● DIRECTIONS FOR THIS TASK: Could you write out the NVLink topology text again, starting at the words "Detecting NVLink Topology" and stopping after "connections (full NVSwitch)", and swap every "NVLink" in that stretch for "NVLINK"?

● TEXT:
★ ★ ★ ★
Detecting NVLink Topology
# Show NVLink topology
nvidia-smi topo -m
# Example output for DGX H100:
# GPU0 GPU1 GPU2 GPU3 GPU4 GPU5 GPU6 GPU7
# GPU0 X NV18 NV18 NV18 NV18 NV18 NV18 NV18
# GPU1 NV18 X NV18 NV18 NV18 NV18 NV18 NV18
# ...
# NV18 = connected via 18 NVLink connections (full NVSwitch)
# For PCIe-only systems:
# GPU0 GPU1 GPU2 GPU3
# GPU0 X PIX PHB SYS
# GPU1 PIX X SYS PHB
# PIX = same PCIe switch
# PHB = same CPU socket, different PCIe switch
# SYS = different CPU sockets (crosses QPI/UPI)
★ ★ ★ ★
● GIVEN INFORMATION:
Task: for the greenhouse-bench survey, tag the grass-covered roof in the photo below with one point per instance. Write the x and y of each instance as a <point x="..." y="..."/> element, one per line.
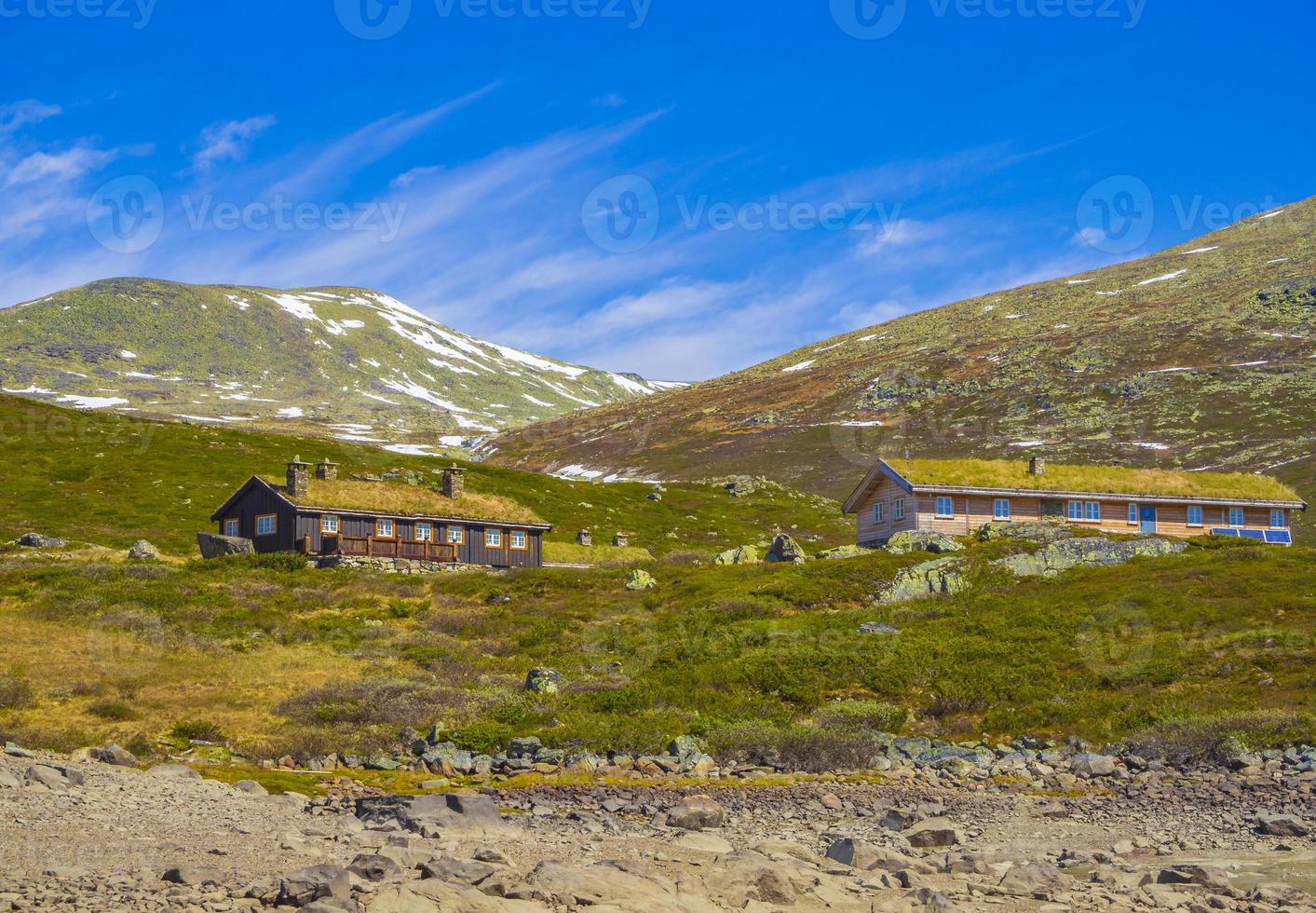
<point x="403" y="500"/>
<point x="1096" y="479"/>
★ ★ ★ ★
● EXERCISE OUTPUT:
Detecting NVLINK Topology
# Show NVLINK topology
nvidia-smi topo -m
# Example output for DGX H100:
# GPU0 GPU1 GPU2 GPU3 GPU4 GPU5 GPU6 GPU7
# GPU0 X NV18 NV18 NV18 NV18 NV18 NV18 NV18
# GPU1 NV18 X NV18 NV18 NV18 NV18 NV18 NV18
# ...
# NV18 = connected via 18 NVLINK connections (full NVSwitch)